REQUIRED WORK - How many lines in the rows below contain the string "every"? Case counts. Reply with the number alone.

PROVIDED INFORMATION -
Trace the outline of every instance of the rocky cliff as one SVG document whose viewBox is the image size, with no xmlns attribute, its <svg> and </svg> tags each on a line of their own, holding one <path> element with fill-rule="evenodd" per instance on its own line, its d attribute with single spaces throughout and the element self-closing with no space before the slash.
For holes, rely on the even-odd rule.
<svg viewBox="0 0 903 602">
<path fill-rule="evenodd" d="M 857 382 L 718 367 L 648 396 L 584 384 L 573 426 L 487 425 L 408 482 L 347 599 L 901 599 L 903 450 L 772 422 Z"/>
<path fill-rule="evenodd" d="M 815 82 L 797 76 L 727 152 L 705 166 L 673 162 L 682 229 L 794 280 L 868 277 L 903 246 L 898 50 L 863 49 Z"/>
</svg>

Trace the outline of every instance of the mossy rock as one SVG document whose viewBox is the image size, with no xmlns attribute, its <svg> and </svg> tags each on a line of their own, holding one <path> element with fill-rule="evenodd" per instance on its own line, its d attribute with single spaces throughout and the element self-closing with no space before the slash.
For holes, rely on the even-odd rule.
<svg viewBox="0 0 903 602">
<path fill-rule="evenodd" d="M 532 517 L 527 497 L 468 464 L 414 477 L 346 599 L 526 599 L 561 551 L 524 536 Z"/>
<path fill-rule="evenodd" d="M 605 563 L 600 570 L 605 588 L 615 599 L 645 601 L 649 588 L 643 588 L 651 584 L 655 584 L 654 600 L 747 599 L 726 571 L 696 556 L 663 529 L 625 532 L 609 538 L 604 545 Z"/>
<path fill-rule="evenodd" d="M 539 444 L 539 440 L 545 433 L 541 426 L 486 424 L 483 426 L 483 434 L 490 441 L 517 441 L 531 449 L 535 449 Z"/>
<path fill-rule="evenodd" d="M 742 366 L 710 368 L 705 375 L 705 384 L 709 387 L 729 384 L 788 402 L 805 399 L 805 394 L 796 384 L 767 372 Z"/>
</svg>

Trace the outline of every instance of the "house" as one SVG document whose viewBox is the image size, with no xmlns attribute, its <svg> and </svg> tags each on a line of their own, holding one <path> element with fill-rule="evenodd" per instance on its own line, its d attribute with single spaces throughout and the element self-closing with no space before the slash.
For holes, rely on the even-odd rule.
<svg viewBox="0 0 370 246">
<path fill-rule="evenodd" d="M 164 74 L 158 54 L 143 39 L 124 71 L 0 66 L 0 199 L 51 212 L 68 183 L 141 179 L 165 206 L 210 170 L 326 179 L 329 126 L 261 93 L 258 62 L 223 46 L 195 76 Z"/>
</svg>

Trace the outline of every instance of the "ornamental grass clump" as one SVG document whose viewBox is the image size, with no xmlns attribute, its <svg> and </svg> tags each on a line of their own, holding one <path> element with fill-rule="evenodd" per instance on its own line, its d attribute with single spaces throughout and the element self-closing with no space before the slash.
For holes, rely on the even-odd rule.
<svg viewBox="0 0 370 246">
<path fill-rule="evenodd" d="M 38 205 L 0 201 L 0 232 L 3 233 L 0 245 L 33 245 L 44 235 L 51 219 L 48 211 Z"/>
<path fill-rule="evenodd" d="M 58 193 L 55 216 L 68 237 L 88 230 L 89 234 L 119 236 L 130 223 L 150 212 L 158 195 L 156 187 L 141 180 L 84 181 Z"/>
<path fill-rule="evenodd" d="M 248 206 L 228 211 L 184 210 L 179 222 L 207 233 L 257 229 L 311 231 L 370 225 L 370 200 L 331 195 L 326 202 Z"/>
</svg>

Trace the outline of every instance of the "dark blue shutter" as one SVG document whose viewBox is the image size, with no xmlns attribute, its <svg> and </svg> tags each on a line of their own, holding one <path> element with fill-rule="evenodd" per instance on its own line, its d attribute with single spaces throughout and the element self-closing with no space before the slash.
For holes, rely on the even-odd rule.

ANSWER FOR THIS EXERCISE - 5